▶ PAGE EXTRACT
=== Section Start ===

Six thousand tonnes - more than half the oil spilled by the Erika - has already been removed from the beaches of the Le Croisic peninsula in the three months. Tens of thousands of soldiers and firemen and temporary workers paid by TotalFina (which owned the oil) are working with heavy machinery and hot-water jets.

Their ghostly silver, pointed, head-to-toe protective outfits add to the sense of menace which hangs over one of the most beautiful and previously unspoiled coastlines in Europe.

At the beginning of next month, the French government will launch a £4.5m publicity campaign - in Britain among other places - to persuade tourists that the French Atlantic coast will be clean and safe for the Easter and summer holidays. Tourist bookings, especially French ones, are down 50 per cent in some places.

I was the only person staying in my hotel, at the tip of the peninsula. "Normally, we would be half-full at least," said the proprietor, Yolande Louis, looking mournfully at the oil-smeared rocks, surrounded by red-and-white "danger" tape. "For our three hotels, we have no bookings for Easter, and very few for May and June."

Oil, cancer and tourism are not an easy mixture. Will the beaches truly be clean by Easter? And safe? Most of the sandy coast south of the Loire is cleared. The northern and western Breton coasts were never touched. A 100-mile stretch of the southern Breton coast remains heavily polluted in places.

=== Section End ===

▶ SUPPLIED DATA
=== Section Start ===

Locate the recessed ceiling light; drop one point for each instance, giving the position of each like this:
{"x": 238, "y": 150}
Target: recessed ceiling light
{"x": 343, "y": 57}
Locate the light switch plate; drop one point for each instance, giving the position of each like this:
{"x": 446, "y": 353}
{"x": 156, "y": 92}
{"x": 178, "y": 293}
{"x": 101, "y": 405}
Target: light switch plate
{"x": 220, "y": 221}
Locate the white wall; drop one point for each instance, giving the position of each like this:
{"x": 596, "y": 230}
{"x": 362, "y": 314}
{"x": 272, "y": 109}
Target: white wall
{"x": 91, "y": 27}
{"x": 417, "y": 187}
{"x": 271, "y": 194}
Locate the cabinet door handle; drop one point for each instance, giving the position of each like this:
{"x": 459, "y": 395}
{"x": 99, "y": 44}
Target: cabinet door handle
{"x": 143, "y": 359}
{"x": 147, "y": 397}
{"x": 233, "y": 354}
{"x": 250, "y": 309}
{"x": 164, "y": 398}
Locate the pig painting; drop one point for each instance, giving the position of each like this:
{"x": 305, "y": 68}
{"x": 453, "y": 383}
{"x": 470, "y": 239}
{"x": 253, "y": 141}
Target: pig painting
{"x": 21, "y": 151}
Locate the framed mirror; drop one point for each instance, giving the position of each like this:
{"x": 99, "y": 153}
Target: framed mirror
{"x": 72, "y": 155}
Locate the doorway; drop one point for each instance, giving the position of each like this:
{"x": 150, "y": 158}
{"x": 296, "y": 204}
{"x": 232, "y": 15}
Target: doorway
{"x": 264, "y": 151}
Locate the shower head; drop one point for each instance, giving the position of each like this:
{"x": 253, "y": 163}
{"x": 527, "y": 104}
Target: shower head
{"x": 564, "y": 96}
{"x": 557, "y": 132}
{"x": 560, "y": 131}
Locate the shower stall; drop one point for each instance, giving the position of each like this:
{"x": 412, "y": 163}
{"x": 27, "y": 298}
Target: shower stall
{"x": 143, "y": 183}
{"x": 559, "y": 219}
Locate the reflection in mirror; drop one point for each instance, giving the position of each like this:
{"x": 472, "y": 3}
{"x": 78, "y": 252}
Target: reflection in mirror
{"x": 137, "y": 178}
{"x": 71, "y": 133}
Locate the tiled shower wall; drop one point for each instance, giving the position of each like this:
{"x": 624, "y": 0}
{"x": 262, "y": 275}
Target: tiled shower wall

=== Section End ===

▶ TASK SET
- 1) The article on the Erika oil spill names the groups working to clean the beaches. List every group it names.
- 2) Do these statements agree with the article on the Erika oil spill? Answer yes or no for each, and quote the words that decide it.
(a) More than half the oil spilled by the Erika has been removed from the beaches of the Le Croisic peninsula.
(b) The northern Breton coast was heavily polluted by the spill.
(c) The French government's publicity campaign will cost £4.5m.

▶ ANSWERS TO THE EXERCISES
- 1)
- soldiers
- firemen
- temporary workers paid by TotalFina

- 2)
(a) Yes: "Six thousand tonnes - more than half the oil spilled by the Erika - has already been removed from the beaches of the Le Croisic peninsula"
(b) No: "The northern and western Breton coasts were never touched."
(c) Yes: "the French government will launch a £4.5m publicity campaign"